SUPPLIED PASSAGE:
The Black Vulture soars high while searching for food, holding its wings horizontally when gliding. It flaps in short bursts which are followed by short periods of gliding. Its flight is less efficient than that of other vultures, as the wings are not as long, forming a smaller wing area. Like the turkey vulture, this vulture is often seen standing in a spread-winged stance. The stance is believed to serve multiple functions: drying the wings, warming the body, and baking off bacteria. This same behavior is displayed by other New World vultures, Old World vultures, and storks. On the spread wings, you can clearly see the white wingtips, which are the usual way these vultures are identified in flight.

GIVEN DATA:
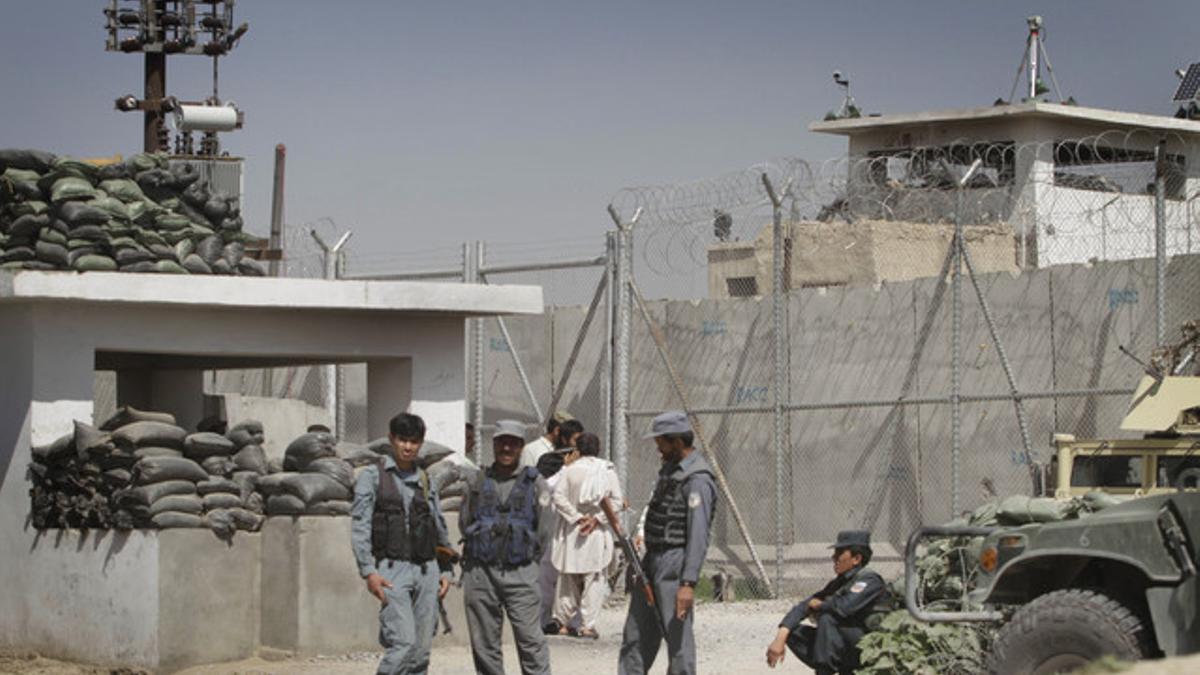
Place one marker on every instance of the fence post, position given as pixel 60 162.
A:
pixel 1161 243
pixel 622 346
pixel 779 377
pixel 329 372
pixel 957 354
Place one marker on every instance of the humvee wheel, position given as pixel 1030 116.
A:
pixel 1062 631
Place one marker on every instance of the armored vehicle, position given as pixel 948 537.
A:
pixel 1119 581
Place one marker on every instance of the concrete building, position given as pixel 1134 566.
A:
pixel 166 598
pixel 1057 184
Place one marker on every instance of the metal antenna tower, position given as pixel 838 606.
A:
pixel 1035 47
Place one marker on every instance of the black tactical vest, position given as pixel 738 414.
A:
pixel 396 535
pixel 666 520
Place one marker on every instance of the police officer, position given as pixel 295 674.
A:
pixel 501 554
pixel 677 524
pixel 823 629
pixel 395 529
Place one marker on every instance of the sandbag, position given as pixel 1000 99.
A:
pixel 221 500
pixel 82 213
pixel 70 189
pixel 336 469
pixel 124 190
pixel 250 267
pixel 307 448
pixel 129 414
pixel 313 488
pixel 246 482
pixel 28 226
pixel 157 470
pixel 209 250
pixel 142 434
pixel 251 458
pixel 147 495
pixel 27 160
pixel 219 465
pixel 156 452
pixel 58 451
pixel 87 437
pixel 246 432
pixel 285 505
pixel 273 484
pixel 333 507
pixel 357 455
pixel 93 262
pixel 173 520
pixel 183 503
pixel 207 443
pixel 215 484
pixel 196 264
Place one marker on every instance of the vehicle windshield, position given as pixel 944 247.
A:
pixel 1108 471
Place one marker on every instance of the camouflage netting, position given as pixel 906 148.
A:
pixel 138 215
pixel 947 573
pixel 139 470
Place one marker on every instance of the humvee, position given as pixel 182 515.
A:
pixel 1121 581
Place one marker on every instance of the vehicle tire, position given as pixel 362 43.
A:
pixel 1062 631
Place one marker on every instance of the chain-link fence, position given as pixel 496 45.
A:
pixel 894 380
pixel 880 388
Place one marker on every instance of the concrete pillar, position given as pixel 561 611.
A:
pixel 389 392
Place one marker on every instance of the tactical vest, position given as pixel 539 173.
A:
pixel 396 535
pixel 503 535
pixel 666 520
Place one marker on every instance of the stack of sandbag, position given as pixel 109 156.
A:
pixel 142 215
pixel 313 482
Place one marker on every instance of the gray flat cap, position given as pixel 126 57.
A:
pixel 671 422
pixel 509 428
pixel 847 538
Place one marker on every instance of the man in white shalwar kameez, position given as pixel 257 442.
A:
pixel 583 544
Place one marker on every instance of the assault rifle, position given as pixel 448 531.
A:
pixel 635 562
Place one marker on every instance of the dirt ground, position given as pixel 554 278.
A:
pixel 731 640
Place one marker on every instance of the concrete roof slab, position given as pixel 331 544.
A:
pixel 243 292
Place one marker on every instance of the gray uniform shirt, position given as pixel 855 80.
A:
pixel 365 493
pixel 701 493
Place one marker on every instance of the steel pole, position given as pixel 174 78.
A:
pixel 957 356
pixel 779 377
pixel 1161 244
pixel 622 351
pixel 478 362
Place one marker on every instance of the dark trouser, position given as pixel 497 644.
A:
pixel 489 592
pixel 828 647
pixel 642 635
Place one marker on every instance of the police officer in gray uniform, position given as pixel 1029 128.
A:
pixel 823 629
pixel 501 554
pixel 677 525
pixel 395 529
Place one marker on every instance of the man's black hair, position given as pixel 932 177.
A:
pixel 865 551
pixel 688 437
pixel 588 444
pixel 408 426
pixel 568 429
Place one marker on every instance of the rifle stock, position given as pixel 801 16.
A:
pixel 635 563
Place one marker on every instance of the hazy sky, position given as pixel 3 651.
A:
pixel 420 125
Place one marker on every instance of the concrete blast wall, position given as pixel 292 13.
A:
pixel 885 467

REQUIRED ACTIONS:
• a. In the black vulture passage, what feature is the usual way these vultures are identified in flight?
• b. How would you translate this sentence from the black vulture passage into Spanish: "It flaps in short bursts which are followed by short periods of gliding."
• c. In the black vulture passage, reproduce word for word the stretch from "The Black Vulture" through "identified in flight.".

ANSWERS PROVIDED:
• a. The white wingtips.

• b. Aletea en ráfagas cortas, seguidas de breves periodos de planeo.

• c.
The Black Vulture soars high while searching for food, holding its wings horizontally when gliding. It flaps in short bursts which are followed by short periods of gliding. Its flight is less efficient than that of other vultures, as the wings are not as long, forming a smaller wing area. Like the turkey vulture, this vulture is often seen standing in a spread-winged stance. The stance is believed to serve multiple functions: drying the wings, warming the body, and baking off bacteria. This same behavior is displayed by other New World vultures, Old World vultures, and storks. On the spread wings, you can clearly see the white wingtips, which are the usual way these vultures are identified in flight.